### Seitenausschnitt:
:::::

Studenten machen beim Versandverbot Druck |
Für Versandhändler müssen die gleichen Regeln gelten wie für deutsche Präsenzapotheken, fordern Studenten der Pharmazie. / Foto: Fotolia/Visual Cortex
In den sozialen Netzwerken läuft die Kampagne unter #MitUnsNicht. Dort werde man in den kommenden Tagen und Monaten auf den ungleichen Wettbewerb zwischen ausländischen Versendern und deutschen Präsenzapotheken eingehen, erklärte der Sprecher der Kampagne, Benedikt Bühler. Außerdem soll es um die zahlreichen Leistungen gehen, die Apotheken vor Ort übernehmen. Ziel der Aktion ist es, Bundesgesundheitsminister Jens Spahn (CDU) zur Umsetzung des Rx-Versandverbots zu drängen, um damit endlich auf ein Urteil des Europäischen Gerichtshofs aus dem Oktober 2016 zu reagieren. Die Richter hatten Versender aus dem EU-Ausland damals von der deutschen Preisbindung für Rx-Arzneimittel befreit. Seitdem hängt hierzulande der Wettbewerb im Apothekenmarkt schief.

:::::

### Übungsdaten:
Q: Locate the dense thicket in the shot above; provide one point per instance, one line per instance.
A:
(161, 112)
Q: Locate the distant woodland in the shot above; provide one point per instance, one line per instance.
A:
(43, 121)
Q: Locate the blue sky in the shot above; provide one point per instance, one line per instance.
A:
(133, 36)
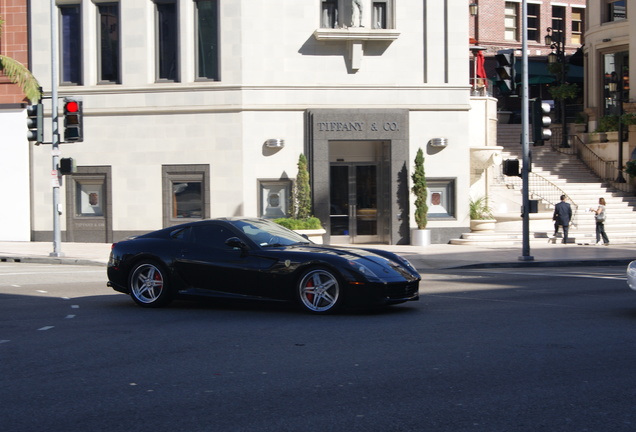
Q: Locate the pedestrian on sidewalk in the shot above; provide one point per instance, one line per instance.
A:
(599, 215)
(562, 216)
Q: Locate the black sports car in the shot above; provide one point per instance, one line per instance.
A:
(256, 258)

:::::

Unter welchem Hashtag läuft die Kampagne laut Seitenausschnitt in den sozialen Netzwerken? Nennen Sie ihn bitte.

### Antwortbereich:
#MitUnsNicht